» **Instrucción a**: Resume en forma de lista el párrafo del pasaje sobre Platón que empieza con "Filósofo griego nacido en el seno", conservando sus datos principales.

Filósofo griego nacido en el seno de una familia aristocrática, Platón (427 a. C. – 347 a. C.) fue alumno de Sócrates y maestro de Aristóteles. A la muerte de éste, comenzó una etapa de viajes, en los cuales conoció al pitagorismo, filosofía que tendrá una gran influencia en las teorías y el conocimiento de Platón. Desterrado en varias ocasiones por razones políticas, puesto que intentaba imponer su ideal filosófico en las ciudades, regresó a Atenas y fundó la Academia. Participó activamente en la enseñanza y escribió sobre diversos temas filosóficos, especialmente los que trataban de la política, ética, metafísica y epistemología. El conjunto de las obras más famosas de Platón se han denominado Diálogos, debido a su estructura dramática de debate entre interlocutores. A diferencia de Sócrates, que no dejó obra escrita, los trabajos de Platón se han conservado casi completos y se le considera por ello el fundador de la Filosofía académica. Entre sus obras más importantes se encuentran: La República, en la cual elabora la filosofía política de un estado ideal; el Fedro, en el que desarrolla una compleja e influyente teoría psicológica; y el Timeo, un influyente ensayo de cosmogonía, cosmología racional, física y escatología, influido por las matemáticas pitagóricas.

» **Instrucción b**: Extrae sin cambios las líneas de los registros que van desde la que contiene "Detection brief: inspect the image and locate red stripe" hasta la que contiene "(294, 246), (372, 326)", ambas incluidas.

» **Registros proporcionados**:

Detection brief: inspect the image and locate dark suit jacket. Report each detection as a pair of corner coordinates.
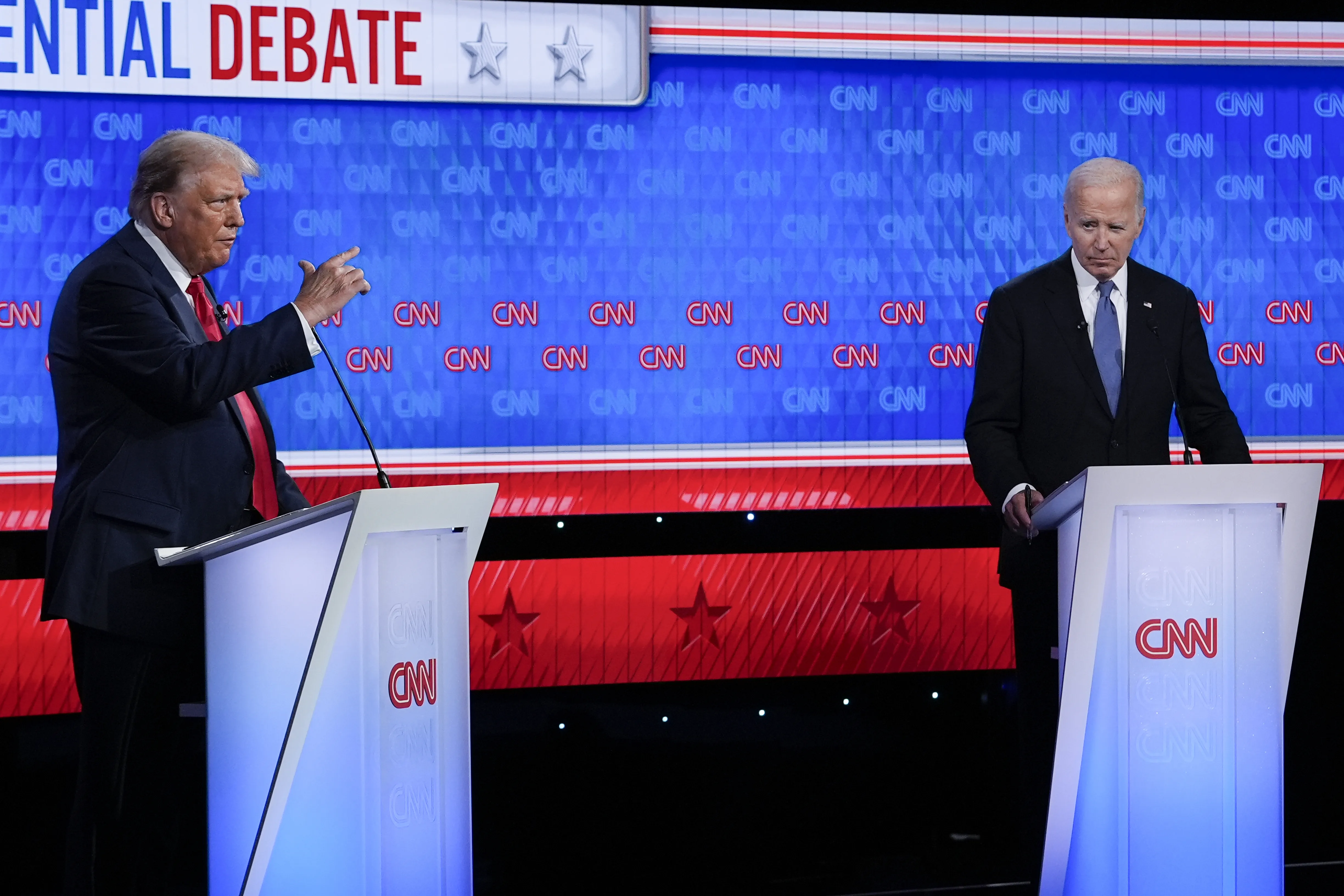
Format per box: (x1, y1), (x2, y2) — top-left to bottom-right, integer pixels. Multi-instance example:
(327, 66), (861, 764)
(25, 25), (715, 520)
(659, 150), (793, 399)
(966, 253), (1251, 588)
(42, 223), (313, 643)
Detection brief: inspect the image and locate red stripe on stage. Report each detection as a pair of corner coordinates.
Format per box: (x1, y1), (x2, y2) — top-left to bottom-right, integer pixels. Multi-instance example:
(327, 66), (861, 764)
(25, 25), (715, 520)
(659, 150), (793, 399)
(0, 579), (79, 716)
(649, 26), (1344, 50)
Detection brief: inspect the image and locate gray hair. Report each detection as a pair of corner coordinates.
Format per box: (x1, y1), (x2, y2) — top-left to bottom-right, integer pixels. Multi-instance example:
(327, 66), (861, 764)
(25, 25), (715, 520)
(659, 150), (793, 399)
(1065, 156), (1144, 208)
(128, 130), (261, 224)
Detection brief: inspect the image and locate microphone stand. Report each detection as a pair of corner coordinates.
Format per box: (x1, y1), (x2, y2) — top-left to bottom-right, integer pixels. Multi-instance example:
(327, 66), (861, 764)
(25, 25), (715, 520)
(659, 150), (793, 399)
(1150, 317), (1195, 465)
(313, 326), (392, 489)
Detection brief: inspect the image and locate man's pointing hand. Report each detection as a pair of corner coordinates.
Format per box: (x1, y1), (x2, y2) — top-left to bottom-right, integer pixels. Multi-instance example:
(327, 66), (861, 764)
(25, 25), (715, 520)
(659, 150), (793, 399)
(294, 246), (372, 326)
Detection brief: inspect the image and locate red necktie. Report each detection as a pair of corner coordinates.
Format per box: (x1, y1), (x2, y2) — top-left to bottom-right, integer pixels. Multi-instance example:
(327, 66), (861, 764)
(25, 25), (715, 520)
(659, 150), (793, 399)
(187, 277), (279, 520)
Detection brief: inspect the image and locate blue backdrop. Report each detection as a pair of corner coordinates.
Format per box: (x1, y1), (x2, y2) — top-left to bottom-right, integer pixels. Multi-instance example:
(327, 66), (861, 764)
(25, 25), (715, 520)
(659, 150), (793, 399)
(0, 57), (1344, 455)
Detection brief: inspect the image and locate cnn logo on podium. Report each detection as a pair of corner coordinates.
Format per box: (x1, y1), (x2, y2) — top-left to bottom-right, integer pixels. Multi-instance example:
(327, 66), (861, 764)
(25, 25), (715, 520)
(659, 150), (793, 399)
(1134, 619), (1218, 660)
(387, 660), (438, 709)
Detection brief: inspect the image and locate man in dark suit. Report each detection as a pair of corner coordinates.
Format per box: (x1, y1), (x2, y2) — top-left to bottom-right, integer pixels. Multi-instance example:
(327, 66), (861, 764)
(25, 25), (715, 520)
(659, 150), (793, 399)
(966, 158), (1251, 873)
(42, 130), (369, 893)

» **Resultado final a**:
- Platón (427 a. C. – 347 a. C.) fue un filósofo griego de familia aristocrática, alumno de Sócrates y maestro de Aristóteles.
- En una etapa de viajes conoció el pitagorismo, que influyó mucho en sus teorías.
- Fue desterrado varias veces por razones políticas, ya que intentaba imponer su ideal filosófico en las ciudades. Luego volvió a Atenas y fundó la Academia.
- Enseñó y escribió sobre política, ética, metafísica y epistemología.
- Sus obras más famosas se llaman Diálogos por su estructura dramática de debate entre interlocutores.
- Sus trabajos se conservan casi completos, a diferencia de los de Sócrates, que no dejó obra escrita. Por eso se le considera el fundador de la Filosofía académica.
- Entre sus obras principales están La República, sobre el estado ideal, el Fedro, con una teoría psicológica, y el Timeo, un ensayo de cosmogonía, cosmología, física y escatología influido por las matemáticas pitagóricas.

» **Resultado final b**:
Detection brief: inspect the image and locate red stripe on stage. Report each detection as a pair of corner coordinates.
Format per box: (x1, y1), (x2, y2) — top-left to bottom-right, integer pixels. Multi-instance example:
(327, 66), (861, 764)
(25, 25), (715, 520)
(659, 150), (793, 399)
(0, 579), (79, 716)
(649, 26), (1344, 50)
Detection brief: inspect the image and locate gray hair. Report each detection as a pair of corner coordinates.
Format per box: (x1, y1), (x2, y2) — top-left to bottom-right, integer pixels. Multi-instance example:
(327, 66), (861, 764)
(25, 25), (715, 520)
(659, 150), (793, 399)
(1065, 156), (1144, 208)
(128, 130), (261, 224)
Detection brief: inspect the image and locate microphone stand. Report each detection as a pair of corner coordinates.
Format per box: (x1, y1), (x2, y2) — top-left to bottom-right, integer pixels. Multi-instance example:
(327, 66), (861, 764)
(25, 25), (715, 520)
(659, 150), (793, 399)
(1150, 317), (1195, 465)
(313, 326), (392, 489)
Detection brief: inspect the image and locate man's pointing hand. Report each detection as a pair of corner coordinates.
Format per box: (x1, y1), (x2, y2) — top-left to bottom-right, integer pixels. Multi-instance example:
(327, 66), (861, 764)
(25, 25), (715, 520)
(659, 150), (793, 399)
(294, 246), (372, 326)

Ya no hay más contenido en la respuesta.